The ransomware threat has boomed in the past year, with a recent report by allied cybersecurity agencies highlighting the need for better monitoring of remote access technologies to successfully tackle the threat.
The report highlights how the FBI, NSA, and CISA all observed ransomware attacks on 14 of the 16 key infrastructure sectors in the United States. These sectors include food and agriculture, defense industrial base, and emergency services. Similar attacks have been identified in Australia, the United Kingdom, and numerous other countries around the world.
2021 saw an evolution in the tactics and techniques used by attackers, with a growing level of technological sophistication used to successfully target organizations across the world. For instance, phishing and stolen Remote Desktop Protocols credentials have all been on the rise, along with the exploitation of software vulnerabilities.
These attack vectors were particularly popular due to the rise in homeschooling and remote working during the pandemic, but the authors believe they will continue to remain popular, not least due to the struggles network administrators have in patching their software successfully.
Guns for hire
As the ransomware market grew during 2021, it also became more "professional," with criminals' business models becoming more sophisticated and established. For instance, some criminals offered victims a “helpline” service to expedite the payment of the ransom and the return of their system to normality.
"In addition to their increased use of ransomware-as-a-service (RaaS), ransomware threat actors employed independent services to negotiate payments, assist victims with making payments, and arbitrate payment disputes between themselves and other cybercriminals," the authors explain.
The authors are concerned that if ransom payments continue to flow so smoothly, it will merely encourage criminals to increase activity as the viability and attractiveness of the model grow. This is especially problematic as the global nature of the sector makes it extremely difficult for law enforcement agencies to prosecute criminals successfully.
The professionalization of the sector does not mean it's necessarily dog-eat-dog, however, as the report highlights the willingness of criminal groups to share information on vulnerable targets with one another.
"For example, after announcing its shutdown, the BlackMatter ransomware group transferred its existing victims to infrastructure owned by another group, known as Lockbit 2.0," the authors explain. "In October 2021, Conti ransomware actors began selling access to victims’ networks, enabling follow-on attacks by other cyber threat actors."
There also seems to be a willingness to move away from so-called "big game" targets and attack smaller organizations. Criminals are doing this both because such targets may be more vulnerable and also it may help them to avoid the scrutiny of law-enforcement agencies.

# Assignment
Duplicate the passage of the ransomware report text starting at "2021 saw an" and ending at "of software vulnerabilities.".

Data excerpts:
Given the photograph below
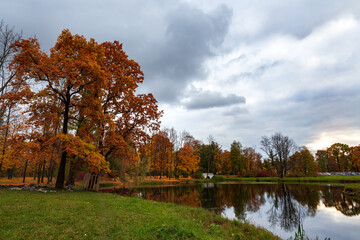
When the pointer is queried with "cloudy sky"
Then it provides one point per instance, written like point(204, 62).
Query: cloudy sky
point(236, 70)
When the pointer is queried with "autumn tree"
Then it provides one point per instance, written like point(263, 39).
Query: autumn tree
point(7, 107)
point(322, 160)
point(209, 154)
point(354, 155)
point(281, 146)
point(90, 90)
point(188, 159)
point(237, 158)
point(338, 152)
point(159, 153)
point(224, 166)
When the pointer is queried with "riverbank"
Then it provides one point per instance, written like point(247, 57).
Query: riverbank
point(90, 215)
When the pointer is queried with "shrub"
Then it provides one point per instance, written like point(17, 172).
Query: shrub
point(198, 175)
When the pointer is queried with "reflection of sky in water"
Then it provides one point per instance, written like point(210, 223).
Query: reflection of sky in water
point(328, 222)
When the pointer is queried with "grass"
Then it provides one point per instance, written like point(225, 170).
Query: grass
point(90, 215)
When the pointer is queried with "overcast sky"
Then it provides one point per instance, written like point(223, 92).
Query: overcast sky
point(236, 70)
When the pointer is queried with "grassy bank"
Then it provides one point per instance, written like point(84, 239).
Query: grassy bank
point(89, 215)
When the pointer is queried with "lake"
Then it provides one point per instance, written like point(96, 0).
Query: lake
point(323, 210)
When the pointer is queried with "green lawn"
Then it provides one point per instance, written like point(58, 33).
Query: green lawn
point(332, 179)
point(90, 215)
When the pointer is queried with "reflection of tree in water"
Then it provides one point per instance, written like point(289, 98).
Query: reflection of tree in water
point(334, 197)
point(285, 210)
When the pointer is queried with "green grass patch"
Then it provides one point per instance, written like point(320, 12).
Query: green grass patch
point(90, 215)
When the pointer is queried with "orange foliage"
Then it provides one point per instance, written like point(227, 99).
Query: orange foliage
point(188, 159)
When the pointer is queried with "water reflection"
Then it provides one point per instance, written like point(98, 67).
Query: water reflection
point(282, 205)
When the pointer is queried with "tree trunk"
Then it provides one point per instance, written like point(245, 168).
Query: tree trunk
point(39, 173)
point(70, 180)
point(61, 173)
point(43, 172)
point(24, 176)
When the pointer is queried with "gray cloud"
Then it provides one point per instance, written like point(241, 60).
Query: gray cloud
point(173, 42)
point(209, 99)
point(190, 37)
point(235, 111)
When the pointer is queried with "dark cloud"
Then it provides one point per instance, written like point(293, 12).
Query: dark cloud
point(235, 111)
point(209, 99)
point(190, 37)
point(298, 17)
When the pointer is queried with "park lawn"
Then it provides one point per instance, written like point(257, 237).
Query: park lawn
point(90, 215)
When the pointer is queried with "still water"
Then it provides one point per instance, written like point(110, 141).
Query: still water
point(324, 211)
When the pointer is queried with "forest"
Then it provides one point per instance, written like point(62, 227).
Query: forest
point(75, 109)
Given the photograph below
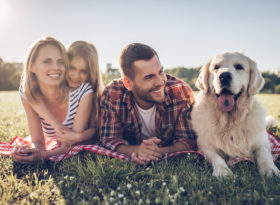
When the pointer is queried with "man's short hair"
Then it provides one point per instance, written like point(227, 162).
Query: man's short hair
point(132, 53)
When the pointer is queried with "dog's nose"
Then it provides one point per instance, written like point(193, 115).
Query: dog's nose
point(225, 78)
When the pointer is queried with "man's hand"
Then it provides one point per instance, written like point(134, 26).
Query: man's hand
point(68, 137)
point(147, 151)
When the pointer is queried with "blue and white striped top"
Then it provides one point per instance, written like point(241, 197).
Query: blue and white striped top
point(75, 97)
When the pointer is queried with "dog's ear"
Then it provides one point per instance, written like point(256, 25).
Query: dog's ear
point(202, 80)
point(256, 80)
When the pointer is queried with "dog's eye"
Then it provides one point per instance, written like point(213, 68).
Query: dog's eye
point(238, 67)
point(216, 67)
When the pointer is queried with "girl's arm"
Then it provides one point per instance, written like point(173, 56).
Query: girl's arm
point(87, 136)
point(79, 132)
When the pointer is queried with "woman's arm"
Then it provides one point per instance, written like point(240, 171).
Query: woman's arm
point(34, 125)
point(45, 113)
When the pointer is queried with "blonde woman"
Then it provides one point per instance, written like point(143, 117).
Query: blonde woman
point(44, 81)
point(84, 67)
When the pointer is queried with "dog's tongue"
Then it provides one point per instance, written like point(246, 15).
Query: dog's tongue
point(226, 102)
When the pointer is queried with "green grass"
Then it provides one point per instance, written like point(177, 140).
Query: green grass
point(91, 179)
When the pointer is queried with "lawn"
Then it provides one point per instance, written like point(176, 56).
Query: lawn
point(91, 179)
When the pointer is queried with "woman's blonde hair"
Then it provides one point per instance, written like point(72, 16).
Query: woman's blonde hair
point(29, 82)
point(88, 52)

# Written solution
2021 saw an evolution in the tactics and techniques used by attackers, with a growing level of technological sophistication used to successfully target organizations across the world. For instance, phishing and stolen Remote Desktop Protocols credentials have all been on the rise, along with the exploitation of software vulnerabilities.